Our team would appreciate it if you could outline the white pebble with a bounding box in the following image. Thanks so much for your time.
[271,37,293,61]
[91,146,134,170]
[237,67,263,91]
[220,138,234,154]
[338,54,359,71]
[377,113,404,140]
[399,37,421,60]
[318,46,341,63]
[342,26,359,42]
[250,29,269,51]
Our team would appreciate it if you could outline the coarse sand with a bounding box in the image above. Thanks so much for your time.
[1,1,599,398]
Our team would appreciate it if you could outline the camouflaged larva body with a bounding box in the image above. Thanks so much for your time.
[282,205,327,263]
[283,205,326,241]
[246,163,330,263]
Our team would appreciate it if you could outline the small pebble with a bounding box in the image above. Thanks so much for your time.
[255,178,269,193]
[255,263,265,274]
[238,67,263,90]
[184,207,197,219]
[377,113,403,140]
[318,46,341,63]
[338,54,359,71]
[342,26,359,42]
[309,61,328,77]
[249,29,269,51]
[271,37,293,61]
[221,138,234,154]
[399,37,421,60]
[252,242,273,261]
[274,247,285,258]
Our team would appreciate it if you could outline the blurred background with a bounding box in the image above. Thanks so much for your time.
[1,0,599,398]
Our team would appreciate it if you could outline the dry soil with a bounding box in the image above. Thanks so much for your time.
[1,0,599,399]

TASK TO COMPLETE:
Repeat all the material, keeping each line identical.

ANSWER BOX:
Our team would appreciate it if you could outline the white pebble with a bounding box in the following image. Thanks so much for your time.
[271,37,293,61]
[91,146,134,170]
[237,67,263,91]
[220,138,234,154]
[338,54,359,71]
[377,113,404,140]
[399,37,421,60]
[318,46,341,63]
[342,26,359,42]
[250,29,269,51]
Our team would appreciate it if you could outline the coarse sand with a bounding box in the image above. Thanks so much for your time.
[1,1,599,398]
Our team would appreciate it if you could outline the camouflaged larva body with a bounding box in the image above. Thanks so much for your time.
[282,205,327,263]
[283,205,326,241]
[246,163,330,263]
Our team would appreciate it if you could outline the small pebble with a bounding box in the image above. Thanks so much for your time.
[255,178,269,193]
[255,263,265,274]
[238,67,263,90]
[184,207,197,219]
[377,113,403,140]
[318,46,341,63]
[338,54,359,71]
[342,26,359,42]
[309,61,328,77]
[249,29,269,51]
[271,37,293,61]
[221,138,234,154]
[399,37,421,60]
[252,242,273,261]
[274,247,285,258]
Our team would appreciate it if you could outline the blurred background with a bounding box in the image above. Thanks so much for your time.
[1,0,599,398]
Our team would appreciate it if you could outline the dry soil with a bounding box in the image above. Thanks so much for your time.
[1,0,599,399]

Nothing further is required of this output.